--- begin ---

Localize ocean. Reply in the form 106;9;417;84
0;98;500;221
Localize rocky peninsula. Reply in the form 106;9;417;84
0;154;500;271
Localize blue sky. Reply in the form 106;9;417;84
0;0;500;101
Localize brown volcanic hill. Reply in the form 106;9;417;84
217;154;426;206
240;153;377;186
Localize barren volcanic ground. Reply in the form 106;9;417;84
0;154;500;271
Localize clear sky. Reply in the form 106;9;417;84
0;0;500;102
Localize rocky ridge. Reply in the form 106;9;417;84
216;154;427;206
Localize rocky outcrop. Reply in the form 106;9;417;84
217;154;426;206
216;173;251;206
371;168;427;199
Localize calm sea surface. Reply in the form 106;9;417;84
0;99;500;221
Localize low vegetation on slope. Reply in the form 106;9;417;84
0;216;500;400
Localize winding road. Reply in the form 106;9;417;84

--- end ---

**Aim:** Copy the records word for word, starting at the line containing "Localize blue sky." and ending at the line containing "0;99;500;221". Include both of those lines.

**Result of this task:**
Localize blue sky. Reply in the form 106;9;417;84
0;0;500;101
Localize brown volcanic hill. Reply in the form 106;9;417;84
217;154;426;206
240;153;377;186
Localize barren volcanic ground. Reply in the form 106;9;417;84
0;154;500;271
Localize clear sky. Reply in the form 106;9;417;84
0;0;500;102
Localize rocky ridge. Reply in the form 106;9;417;84
216;154;427;206
Localize rocky outcrop. Reply in the form 106;9;417;84
217;154;426;206
216;173;251;206
371;168;427;199
Localize calm sea surface. Reply in the form 106;9;417;84
0;99;500;221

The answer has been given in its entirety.